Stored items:
* START *

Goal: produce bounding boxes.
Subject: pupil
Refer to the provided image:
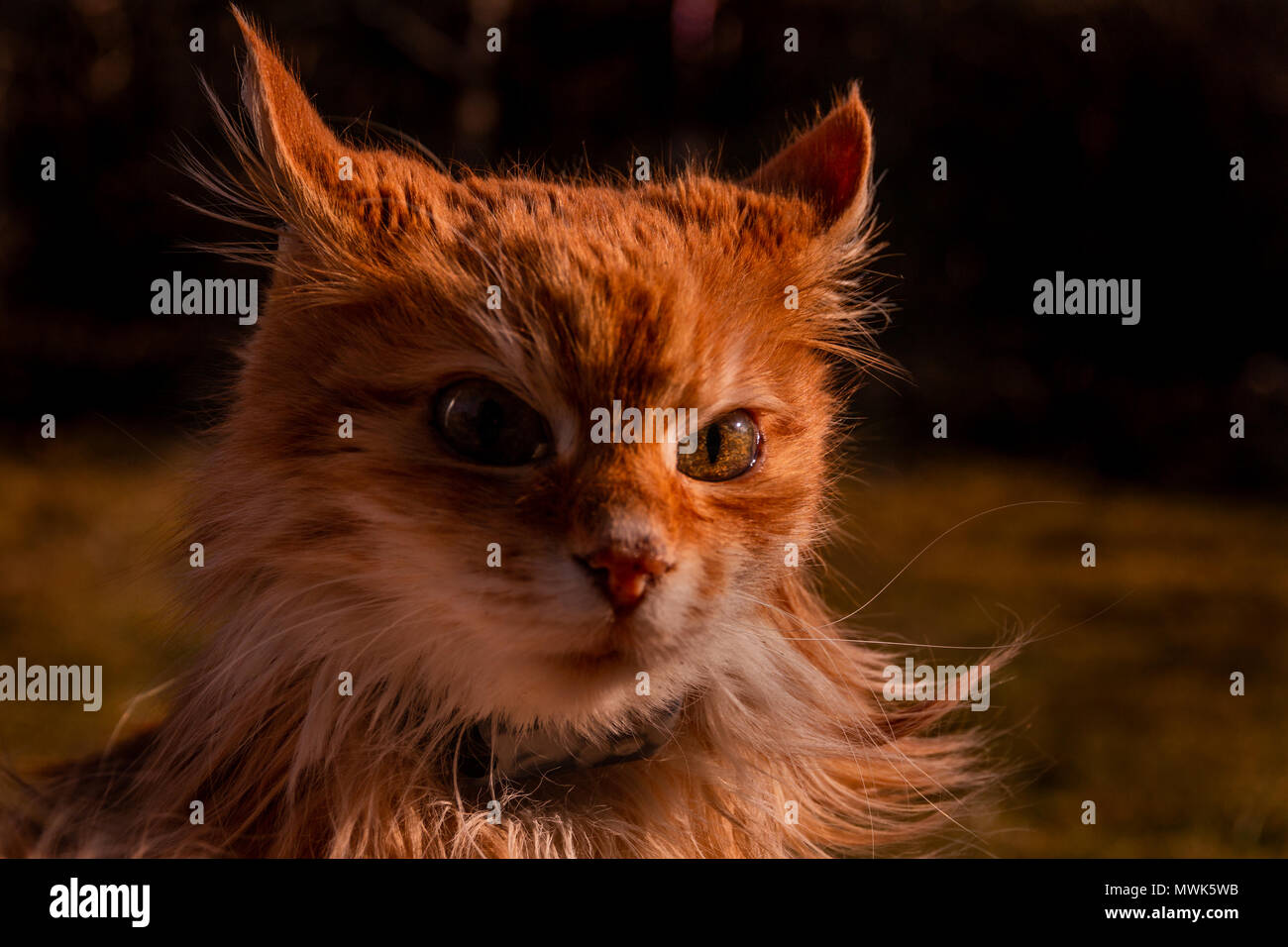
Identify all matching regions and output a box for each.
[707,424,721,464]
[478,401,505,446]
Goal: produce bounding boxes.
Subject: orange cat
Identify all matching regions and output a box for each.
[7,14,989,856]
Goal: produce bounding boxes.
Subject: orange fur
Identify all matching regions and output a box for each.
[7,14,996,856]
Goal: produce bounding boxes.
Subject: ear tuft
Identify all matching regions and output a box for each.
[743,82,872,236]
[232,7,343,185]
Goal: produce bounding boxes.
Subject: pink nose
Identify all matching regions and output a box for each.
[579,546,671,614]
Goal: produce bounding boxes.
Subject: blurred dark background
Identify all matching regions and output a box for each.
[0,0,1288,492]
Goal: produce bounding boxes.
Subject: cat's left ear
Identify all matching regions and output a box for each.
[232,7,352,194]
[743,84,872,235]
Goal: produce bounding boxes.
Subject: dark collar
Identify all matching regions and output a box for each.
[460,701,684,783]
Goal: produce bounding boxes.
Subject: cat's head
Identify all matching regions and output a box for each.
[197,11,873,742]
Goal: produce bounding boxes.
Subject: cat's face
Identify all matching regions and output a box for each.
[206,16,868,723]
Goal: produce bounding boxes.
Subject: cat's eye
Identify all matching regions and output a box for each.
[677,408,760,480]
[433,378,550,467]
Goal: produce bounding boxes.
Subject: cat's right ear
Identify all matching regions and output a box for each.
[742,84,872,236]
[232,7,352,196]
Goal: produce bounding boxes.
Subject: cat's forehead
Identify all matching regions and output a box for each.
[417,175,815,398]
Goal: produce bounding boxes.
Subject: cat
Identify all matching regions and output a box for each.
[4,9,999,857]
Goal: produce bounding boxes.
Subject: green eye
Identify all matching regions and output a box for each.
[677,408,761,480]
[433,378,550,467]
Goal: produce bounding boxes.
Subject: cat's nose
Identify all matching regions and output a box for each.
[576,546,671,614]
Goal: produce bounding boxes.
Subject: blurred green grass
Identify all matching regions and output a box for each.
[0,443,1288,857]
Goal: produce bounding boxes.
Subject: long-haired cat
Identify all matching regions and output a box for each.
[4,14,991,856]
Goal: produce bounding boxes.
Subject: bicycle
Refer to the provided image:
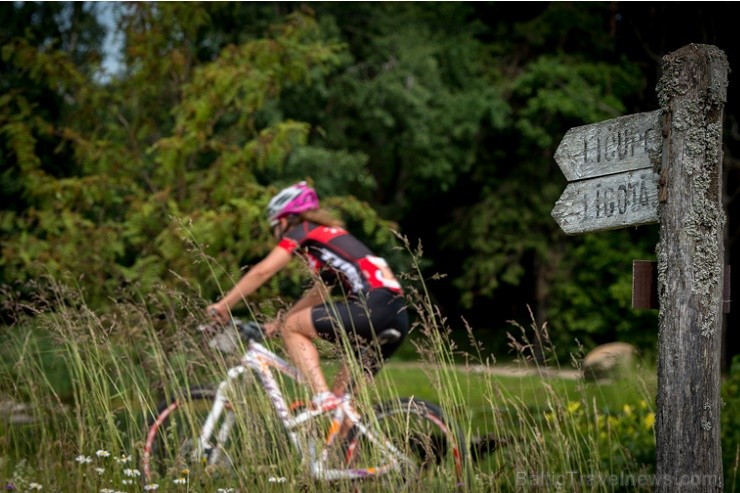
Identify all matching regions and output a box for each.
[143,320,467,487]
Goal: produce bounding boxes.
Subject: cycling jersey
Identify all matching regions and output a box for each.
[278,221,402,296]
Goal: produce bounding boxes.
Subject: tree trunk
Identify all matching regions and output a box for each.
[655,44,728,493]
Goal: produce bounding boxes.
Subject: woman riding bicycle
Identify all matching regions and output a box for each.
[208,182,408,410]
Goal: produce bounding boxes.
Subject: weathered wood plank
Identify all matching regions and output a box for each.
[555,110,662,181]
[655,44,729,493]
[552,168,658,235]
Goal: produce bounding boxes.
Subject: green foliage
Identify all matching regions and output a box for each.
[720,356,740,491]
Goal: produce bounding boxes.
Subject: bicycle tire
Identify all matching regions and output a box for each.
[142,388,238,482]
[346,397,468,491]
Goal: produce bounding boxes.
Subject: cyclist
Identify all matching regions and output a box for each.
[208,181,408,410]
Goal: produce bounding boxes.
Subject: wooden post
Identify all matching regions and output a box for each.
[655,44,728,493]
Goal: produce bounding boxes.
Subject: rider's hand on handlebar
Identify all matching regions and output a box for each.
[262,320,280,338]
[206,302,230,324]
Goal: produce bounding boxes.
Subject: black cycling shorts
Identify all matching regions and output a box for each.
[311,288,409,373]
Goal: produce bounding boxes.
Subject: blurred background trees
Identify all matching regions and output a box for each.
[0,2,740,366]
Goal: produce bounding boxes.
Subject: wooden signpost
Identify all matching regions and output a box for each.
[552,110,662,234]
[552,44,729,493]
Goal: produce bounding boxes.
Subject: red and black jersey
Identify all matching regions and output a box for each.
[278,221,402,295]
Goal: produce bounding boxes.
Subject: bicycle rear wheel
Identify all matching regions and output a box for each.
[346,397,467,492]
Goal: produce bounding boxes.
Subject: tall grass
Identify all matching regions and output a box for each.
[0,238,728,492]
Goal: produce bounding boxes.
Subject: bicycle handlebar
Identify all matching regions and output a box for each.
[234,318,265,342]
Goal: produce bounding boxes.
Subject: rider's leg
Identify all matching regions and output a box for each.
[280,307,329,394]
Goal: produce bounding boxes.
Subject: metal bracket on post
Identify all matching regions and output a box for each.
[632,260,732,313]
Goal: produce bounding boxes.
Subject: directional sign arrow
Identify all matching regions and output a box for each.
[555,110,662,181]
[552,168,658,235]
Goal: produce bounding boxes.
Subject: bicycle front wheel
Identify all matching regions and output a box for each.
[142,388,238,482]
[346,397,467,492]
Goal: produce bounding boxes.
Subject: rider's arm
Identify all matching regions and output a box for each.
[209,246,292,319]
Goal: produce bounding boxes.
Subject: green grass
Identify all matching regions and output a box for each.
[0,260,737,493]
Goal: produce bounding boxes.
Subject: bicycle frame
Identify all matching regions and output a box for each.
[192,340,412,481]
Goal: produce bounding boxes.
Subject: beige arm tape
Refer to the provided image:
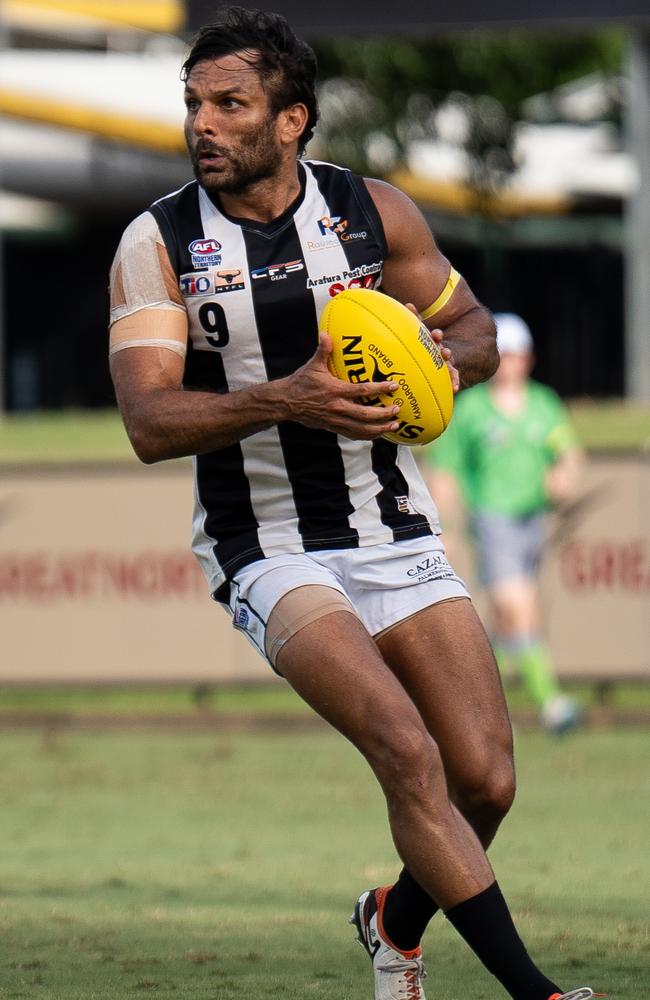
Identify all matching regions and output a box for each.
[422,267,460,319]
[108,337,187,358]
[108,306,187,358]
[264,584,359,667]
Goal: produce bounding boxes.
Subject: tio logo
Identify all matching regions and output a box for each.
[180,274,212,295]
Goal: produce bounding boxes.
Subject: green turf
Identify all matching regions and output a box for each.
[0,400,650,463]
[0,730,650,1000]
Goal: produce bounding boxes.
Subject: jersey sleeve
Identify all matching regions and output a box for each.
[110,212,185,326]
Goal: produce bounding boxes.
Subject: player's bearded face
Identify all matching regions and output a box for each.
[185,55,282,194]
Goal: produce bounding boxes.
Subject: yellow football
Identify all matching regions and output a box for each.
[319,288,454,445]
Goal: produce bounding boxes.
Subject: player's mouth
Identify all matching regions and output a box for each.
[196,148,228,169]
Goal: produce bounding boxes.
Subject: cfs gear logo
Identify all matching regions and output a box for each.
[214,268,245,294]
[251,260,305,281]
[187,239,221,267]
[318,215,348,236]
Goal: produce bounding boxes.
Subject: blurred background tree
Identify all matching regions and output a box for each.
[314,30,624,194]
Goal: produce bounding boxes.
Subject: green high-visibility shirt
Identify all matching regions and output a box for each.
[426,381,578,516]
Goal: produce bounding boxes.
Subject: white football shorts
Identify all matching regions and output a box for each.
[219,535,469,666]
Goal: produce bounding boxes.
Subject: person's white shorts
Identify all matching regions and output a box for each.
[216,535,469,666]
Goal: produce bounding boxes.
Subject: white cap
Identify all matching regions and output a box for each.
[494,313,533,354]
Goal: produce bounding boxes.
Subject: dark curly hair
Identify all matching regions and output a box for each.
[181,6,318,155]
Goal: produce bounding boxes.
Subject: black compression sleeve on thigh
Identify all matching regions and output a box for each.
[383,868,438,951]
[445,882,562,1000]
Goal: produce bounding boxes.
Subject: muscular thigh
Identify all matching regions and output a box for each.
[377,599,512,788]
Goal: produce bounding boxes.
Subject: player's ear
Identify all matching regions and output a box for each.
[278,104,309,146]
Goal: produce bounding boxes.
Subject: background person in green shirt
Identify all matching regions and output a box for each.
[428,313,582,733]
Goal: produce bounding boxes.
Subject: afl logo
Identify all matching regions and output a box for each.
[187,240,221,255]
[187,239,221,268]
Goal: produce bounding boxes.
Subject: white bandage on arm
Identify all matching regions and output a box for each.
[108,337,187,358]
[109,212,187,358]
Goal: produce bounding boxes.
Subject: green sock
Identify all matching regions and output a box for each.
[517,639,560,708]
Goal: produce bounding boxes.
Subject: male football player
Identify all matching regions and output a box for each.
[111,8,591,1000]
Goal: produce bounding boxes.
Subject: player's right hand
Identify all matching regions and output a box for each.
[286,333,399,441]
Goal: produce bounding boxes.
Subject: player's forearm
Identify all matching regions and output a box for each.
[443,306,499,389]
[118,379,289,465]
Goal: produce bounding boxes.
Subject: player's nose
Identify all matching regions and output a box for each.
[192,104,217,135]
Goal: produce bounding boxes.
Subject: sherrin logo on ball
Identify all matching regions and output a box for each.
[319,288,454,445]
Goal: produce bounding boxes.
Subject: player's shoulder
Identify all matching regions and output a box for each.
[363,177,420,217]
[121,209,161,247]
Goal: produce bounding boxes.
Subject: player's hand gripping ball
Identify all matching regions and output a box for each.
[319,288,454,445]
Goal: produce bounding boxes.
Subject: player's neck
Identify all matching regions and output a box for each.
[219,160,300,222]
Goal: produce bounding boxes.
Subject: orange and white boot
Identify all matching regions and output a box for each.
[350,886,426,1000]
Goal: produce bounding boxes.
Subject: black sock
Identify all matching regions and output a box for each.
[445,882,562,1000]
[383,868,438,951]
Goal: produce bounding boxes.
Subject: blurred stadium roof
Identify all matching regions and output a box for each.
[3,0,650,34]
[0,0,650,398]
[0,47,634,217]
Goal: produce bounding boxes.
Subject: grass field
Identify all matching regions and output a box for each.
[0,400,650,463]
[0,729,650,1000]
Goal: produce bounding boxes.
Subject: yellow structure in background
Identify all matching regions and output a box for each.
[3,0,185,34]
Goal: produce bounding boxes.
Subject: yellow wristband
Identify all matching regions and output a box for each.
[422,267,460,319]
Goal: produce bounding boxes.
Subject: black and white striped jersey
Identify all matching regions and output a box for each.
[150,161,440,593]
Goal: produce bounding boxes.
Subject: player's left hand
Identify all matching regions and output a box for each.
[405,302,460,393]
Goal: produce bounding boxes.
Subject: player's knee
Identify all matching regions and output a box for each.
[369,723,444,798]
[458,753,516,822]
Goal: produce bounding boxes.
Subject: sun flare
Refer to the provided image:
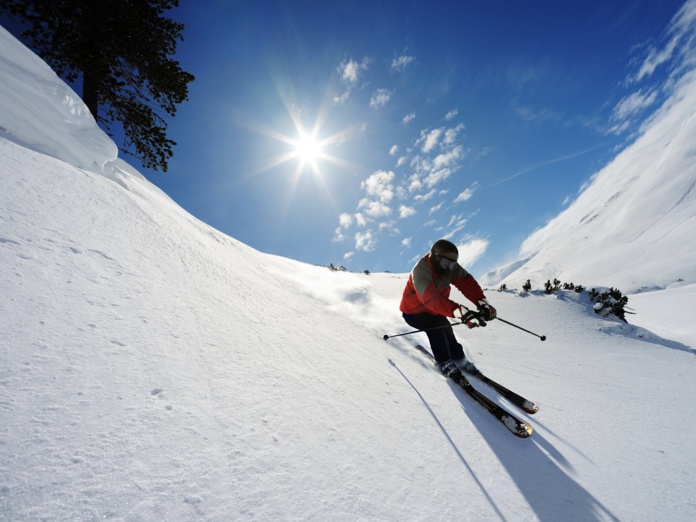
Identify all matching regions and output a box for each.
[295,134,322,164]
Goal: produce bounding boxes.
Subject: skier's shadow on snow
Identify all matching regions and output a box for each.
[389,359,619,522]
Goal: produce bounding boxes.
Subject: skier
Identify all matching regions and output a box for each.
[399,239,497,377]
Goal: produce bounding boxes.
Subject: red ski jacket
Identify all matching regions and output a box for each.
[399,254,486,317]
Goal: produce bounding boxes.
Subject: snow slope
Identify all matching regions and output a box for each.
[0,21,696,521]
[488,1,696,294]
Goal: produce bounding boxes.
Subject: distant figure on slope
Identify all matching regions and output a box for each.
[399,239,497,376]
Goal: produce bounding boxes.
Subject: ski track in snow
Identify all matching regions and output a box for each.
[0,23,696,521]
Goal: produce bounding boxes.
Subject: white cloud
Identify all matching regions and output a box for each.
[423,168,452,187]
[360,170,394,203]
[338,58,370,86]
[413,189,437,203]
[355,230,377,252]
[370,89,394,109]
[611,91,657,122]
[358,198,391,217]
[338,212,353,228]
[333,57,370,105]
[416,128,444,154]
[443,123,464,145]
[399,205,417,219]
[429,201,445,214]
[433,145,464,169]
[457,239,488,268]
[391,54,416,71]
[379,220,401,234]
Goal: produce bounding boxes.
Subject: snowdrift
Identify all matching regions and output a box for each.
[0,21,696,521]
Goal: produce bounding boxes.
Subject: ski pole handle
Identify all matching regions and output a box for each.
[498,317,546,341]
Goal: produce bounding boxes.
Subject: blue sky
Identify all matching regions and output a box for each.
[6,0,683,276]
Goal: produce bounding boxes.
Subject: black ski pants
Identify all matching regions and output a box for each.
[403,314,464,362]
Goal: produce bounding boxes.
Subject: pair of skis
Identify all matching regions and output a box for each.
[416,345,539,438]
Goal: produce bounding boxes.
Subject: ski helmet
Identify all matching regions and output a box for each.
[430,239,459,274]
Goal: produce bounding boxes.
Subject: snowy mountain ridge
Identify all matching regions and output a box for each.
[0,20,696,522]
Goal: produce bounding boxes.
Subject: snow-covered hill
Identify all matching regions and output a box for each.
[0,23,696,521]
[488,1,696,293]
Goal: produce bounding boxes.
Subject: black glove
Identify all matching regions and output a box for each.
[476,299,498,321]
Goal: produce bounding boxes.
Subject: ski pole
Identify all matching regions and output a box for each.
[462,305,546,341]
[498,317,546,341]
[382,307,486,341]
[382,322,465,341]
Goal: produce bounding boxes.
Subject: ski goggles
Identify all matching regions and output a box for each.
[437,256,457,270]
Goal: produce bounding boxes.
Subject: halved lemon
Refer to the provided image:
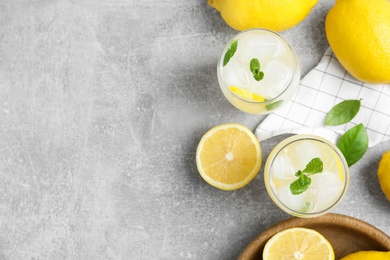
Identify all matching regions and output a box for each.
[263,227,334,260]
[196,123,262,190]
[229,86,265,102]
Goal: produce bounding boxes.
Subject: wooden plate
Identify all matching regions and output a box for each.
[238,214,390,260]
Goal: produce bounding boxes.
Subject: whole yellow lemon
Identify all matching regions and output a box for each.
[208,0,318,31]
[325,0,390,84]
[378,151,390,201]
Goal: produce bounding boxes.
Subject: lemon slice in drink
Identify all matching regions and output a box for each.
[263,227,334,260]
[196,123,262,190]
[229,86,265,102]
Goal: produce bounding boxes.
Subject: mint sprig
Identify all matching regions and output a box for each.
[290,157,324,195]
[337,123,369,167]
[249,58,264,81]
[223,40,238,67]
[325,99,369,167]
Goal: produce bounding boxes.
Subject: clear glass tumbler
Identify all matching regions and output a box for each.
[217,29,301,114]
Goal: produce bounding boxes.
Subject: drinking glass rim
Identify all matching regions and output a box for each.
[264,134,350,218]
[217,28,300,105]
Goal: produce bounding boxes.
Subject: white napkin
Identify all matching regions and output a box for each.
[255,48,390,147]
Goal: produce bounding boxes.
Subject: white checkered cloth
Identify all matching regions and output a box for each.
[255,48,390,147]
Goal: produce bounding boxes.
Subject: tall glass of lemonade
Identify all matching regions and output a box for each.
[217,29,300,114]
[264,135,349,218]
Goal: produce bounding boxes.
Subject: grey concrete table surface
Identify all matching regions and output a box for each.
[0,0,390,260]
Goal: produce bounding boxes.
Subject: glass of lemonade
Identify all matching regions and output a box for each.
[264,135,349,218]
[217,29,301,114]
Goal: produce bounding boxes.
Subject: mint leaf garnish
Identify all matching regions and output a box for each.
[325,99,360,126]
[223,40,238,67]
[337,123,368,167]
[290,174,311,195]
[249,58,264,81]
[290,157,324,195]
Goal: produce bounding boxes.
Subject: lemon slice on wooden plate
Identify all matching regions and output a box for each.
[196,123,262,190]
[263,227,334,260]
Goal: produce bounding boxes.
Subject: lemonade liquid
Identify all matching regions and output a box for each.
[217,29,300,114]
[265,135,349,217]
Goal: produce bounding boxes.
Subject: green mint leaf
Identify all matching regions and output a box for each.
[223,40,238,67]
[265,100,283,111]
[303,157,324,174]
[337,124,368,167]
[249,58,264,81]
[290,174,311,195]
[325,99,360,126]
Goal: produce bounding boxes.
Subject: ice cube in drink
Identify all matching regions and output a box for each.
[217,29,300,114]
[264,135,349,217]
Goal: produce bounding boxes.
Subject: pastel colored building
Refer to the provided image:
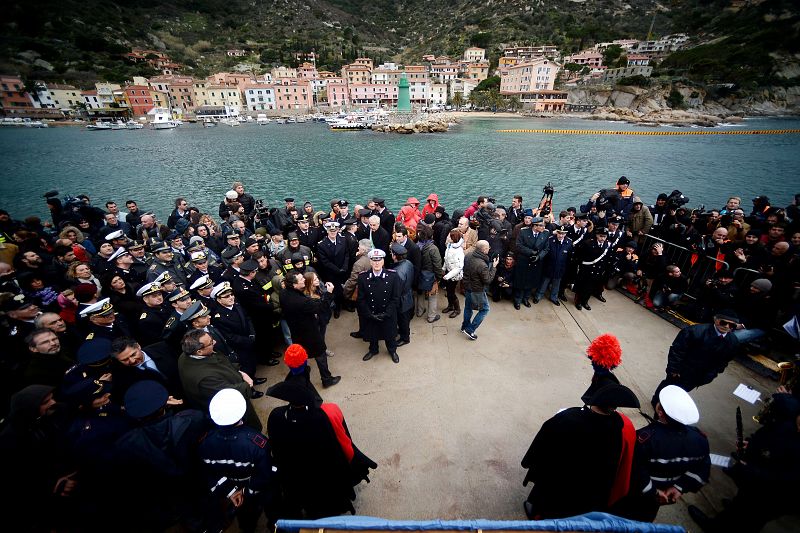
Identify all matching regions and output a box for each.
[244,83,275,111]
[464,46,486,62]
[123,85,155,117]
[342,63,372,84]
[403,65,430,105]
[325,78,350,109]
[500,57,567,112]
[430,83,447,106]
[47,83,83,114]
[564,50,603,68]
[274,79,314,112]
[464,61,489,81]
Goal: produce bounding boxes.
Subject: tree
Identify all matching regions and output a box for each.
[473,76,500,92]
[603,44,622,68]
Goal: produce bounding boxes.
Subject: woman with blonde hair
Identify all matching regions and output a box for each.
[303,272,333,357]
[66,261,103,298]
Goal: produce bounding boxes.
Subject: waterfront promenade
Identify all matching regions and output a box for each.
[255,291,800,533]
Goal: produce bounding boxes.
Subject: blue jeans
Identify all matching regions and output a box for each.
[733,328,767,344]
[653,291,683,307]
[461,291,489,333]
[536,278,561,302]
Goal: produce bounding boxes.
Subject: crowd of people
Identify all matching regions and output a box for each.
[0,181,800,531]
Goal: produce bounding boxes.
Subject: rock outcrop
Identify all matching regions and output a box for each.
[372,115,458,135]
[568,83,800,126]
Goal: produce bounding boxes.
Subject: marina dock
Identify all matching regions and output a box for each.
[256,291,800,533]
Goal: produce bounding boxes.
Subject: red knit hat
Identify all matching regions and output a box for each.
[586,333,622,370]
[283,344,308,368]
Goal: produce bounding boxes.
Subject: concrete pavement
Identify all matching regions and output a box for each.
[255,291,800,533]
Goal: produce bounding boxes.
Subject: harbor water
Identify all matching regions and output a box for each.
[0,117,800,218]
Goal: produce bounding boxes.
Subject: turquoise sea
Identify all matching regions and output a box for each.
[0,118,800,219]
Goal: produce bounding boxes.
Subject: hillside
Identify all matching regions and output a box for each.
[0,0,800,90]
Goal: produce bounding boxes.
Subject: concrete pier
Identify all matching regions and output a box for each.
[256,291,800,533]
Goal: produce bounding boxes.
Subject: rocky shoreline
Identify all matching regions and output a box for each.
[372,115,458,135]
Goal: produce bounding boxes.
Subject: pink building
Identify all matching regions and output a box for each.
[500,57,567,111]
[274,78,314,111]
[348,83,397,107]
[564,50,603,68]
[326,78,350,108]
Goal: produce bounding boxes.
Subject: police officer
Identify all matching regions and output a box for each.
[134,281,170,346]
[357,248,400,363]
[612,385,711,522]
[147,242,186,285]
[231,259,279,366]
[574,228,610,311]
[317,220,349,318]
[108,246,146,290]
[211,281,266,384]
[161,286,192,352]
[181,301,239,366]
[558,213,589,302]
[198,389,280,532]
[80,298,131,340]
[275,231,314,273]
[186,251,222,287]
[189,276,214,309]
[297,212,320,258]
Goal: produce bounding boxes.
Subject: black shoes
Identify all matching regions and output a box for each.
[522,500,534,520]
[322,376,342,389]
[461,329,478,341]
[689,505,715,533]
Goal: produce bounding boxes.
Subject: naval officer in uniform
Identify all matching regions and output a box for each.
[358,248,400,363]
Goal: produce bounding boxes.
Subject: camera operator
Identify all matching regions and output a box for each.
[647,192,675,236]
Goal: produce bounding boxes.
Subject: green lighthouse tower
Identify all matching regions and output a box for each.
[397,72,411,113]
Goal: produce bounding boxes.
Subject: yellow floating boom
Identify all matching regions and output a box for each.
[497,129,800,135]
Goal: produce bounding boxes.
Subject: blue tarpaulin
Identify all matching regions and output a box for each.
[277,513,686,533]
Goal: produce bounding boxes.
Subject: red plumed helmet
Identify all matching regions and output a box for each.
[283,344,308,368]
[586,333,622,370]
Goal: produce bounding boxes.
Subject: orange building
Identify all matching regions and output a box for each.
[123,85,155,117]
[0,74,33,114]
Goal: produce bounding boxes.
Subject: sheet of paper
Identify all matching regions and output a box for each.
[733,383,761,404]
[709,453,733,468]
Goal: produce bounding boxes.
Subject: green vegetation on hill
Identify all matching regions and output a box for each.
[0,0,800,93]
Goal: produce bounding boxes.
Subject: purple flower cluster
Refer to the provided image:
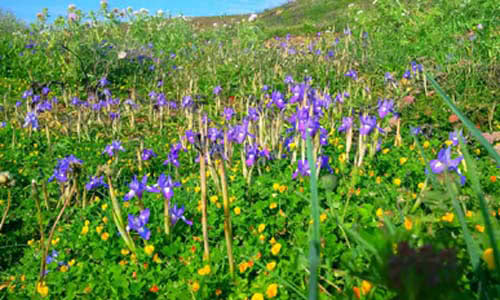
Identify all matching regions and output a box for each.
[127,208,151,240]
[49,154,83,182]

* END *

Find every line in the items above that contains the string "player" and copy each of those lines.

Subject: player's bearded face
Subject: player's mouth
Subject: player's ear
Subject: male football player
Subject: player's right hand
Subject: player's forearm
Subject: player's nose
Subject: player's shoulder
Subject: player's hand gripping ball
Subject: player's neck
Subject: player's left hand
Subject: player's knee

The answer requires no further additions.